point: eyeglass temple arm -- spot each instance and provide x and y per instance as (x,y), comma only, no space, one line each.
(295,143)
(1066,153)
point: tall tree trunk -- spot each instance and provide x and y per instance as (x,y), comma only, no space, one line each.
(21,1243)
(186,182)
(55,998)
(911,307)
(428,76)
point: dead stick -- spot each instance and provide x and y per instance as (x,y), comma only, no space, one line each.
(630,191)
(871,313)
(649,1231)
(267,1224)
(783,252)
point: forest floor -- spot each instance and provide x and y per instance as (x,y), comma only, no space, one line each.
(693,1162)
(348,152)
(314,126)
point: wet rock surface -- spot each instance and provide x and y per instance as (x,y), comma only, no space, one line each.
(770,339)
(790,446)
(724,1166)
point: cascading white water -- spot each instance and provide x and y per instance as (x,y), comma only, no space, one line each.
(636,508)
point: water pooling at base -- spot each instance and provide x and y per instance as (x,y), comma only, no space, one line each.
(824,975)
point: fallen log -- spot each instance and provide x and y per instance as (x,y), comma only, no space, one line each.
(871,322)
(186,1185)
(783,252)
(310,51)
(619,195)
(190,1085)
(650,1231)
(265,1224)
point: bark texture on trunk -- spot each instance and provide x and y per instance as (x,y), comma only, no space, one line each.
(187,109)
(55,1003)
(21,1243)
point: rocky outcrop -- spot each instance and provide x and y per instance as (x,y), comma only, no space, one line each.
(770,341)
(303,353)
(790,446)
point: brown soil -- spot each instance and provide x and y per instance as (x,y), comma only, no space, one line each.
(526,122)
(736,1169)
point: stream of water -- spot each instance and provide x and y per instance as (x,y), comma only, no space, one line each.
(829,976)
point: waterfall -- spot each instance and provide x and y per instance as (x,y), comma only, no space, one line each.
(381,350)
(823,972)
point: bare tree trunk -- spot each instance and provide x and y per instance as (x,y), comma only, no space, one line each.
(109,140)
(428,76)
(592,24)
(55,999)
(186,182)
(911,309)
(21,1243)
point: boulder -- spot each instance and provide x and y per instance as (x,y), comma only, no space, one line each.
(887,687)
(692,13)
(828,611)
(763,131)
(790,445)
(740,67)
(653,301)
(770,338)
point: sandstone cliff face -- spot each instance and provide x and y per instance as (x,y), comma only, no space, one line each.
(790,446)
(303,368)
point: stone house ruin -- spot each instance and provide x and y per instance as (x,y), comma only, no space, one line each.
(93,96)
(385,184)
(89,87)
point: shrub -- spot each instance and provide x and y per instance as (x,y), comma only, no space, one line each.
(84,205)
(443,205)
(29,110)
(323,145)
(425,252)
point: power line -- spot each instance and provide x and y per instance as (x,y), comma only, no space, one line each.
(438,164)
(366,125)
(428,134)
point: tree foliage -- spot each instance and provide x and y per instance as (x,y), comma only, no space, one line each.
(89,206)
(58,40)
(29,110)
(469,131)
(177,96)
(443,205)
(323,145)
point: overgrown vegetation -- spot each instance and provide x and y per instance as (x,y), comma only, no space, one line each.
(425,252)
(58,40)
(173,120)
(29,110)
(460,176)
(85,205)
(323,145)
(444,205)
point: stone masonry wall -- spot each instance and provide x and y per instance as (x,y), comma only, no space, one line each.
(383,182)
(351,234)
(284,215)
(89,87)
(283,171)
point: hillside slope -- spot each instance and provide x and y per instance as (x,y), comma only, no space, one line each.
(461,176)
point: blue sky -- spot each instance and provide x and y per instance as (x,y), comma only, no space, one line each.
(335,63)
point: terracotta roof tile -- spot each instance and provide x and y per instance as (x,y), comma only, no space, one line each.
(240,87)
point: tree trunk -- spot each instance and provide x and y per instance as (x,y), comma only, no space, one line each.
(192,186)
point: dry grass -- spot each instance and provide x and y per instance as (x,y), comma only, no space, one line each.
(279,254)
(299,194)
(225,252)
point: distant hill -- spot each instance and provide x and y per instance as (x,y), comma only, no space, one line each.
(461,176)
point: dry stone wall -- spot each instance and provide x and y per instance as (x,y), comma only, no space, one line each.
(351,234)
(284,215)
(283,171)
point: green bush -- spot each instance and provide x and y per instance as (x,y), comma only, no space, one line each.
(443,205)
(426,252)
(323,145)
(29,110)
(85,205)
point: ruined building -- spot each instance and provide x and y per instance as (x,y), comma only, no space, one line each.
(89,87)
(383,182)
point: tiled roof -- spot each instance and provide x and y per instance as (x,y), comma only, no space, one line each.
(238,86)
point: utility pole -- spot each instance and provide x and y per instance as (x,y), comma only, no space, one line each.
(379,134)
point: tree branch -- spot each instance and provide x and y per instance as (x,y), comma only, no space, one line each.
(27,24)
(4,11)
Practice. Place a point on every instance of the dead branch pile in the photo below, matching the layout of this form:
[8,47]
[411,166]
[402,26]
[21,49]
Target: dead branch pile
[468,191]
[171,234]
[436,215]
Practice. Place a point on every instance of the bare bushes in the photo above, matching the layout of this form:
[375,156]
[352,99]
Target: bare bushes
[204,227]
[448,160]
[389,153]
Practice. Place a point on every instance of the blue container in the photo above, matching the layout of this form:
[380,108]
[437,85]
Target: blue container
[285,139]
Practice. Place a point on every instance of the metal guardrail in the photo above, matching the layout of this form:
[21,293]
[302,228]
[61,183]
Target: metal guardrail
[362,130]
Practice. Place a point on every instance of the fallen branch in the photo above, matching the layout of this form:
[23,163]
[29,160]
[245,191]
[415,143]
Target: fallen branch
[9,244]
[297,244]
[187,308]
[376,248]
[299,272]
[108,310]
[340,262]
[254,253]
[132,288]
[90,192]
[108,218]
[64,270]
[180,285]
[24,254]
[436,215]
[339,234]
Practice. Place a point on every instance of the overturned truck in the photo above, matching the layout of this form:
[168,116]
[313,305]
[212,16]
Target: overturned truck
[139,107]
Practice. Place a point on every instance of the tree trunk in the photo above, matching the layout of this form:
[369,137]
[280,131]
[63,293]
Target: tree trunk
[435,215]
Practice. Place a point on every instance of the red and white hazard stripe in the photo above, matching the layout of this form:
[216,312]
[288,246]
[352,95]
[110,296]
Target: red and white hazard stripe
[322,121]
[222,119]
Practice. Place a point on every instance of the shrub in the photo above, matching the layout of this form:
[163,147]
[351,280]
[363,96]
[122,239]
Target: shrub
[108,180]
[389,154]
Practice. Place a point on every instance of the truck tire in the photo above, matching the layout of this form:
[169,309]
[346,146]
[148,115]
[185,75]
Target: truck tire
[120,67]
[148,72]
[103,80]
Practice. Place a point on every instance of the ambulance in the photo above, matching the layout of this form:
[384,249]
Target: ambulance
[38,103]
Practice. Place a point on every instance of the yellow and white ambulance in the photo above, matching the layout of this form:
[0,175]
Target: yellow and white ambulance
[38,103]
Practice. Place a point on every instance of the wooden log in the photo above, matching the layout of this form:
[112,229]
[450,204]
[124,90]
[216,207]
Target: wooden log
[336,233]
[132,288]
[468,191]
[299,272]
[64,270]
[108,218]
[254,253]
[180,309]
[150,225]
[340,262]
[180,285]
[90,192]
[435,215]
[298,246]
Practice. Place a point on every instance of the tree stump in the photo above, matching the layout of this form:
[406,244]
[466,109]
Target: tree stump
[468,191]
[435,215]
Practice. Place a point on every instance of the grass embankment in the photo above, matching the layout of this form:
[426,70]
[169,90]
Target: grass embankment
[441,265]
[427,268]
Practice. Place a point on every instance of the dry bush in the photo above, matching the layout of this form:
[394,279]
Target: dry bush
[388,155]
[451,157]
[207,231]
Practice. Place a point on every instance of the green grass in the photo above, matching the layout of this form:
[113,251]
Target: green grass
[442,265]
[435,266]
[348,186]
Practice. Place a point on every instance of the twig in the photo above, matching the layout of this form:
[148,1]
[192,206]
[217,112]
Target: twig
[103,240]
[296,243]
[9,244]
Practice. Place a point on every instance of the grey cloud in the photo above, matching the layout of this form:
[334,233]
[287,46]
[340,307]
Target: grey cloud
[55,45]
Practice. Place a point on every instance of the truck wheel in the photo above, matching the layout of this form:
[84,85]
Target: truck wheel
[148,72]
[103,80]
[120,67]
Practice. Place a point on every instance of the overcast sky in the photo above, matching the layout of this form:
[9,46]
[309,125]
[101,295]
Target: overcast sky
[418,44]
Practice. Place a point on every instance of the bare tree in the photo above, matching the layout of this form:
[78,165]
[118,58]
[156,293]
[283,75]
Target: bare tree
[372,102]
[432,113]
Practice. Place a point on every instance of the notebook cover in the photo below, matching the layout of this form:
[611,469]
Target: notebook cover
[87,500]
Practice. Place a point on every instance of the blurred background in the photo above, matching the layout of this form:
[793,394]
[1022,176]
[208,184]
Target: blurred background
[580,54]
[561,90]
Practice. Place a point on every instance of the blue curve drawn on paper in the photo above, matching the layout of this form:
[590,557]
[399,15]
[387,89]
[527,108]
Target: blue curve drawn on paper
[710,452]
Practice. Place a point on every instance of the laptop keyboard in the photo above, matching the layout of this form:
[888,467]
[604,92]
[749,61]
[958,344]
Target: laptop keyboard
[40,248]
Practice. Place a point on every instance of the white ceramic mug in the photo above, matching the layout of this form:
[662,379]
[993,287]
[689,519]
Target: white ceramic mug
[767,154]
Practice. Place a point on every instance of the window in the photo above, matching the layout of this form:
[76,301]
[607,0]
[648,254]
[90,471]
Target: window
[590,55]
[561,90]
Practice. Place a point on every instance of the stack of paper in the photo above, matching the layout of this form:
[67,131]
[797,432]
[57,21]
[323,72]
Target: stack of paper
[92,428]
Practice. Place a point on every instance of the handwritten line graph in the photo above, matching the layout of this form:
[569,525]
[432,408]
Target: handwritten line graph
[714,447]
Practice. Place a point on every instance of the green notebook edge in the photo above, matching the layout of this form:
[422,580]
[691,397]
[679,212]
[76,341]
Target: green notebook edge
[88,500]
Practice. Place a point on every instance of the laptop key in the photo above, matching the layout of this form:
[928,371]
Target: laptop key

--- --- ---

→ **What you should do**
Copy all lines above containing the string "below".

→ **Response box**
Practice. Place a point on every instance of the dead branch pile in the photo below, matching the layout of this form:
Practice. Place a point on every instance of the notebook cover in the photo below, matching the layout of this form:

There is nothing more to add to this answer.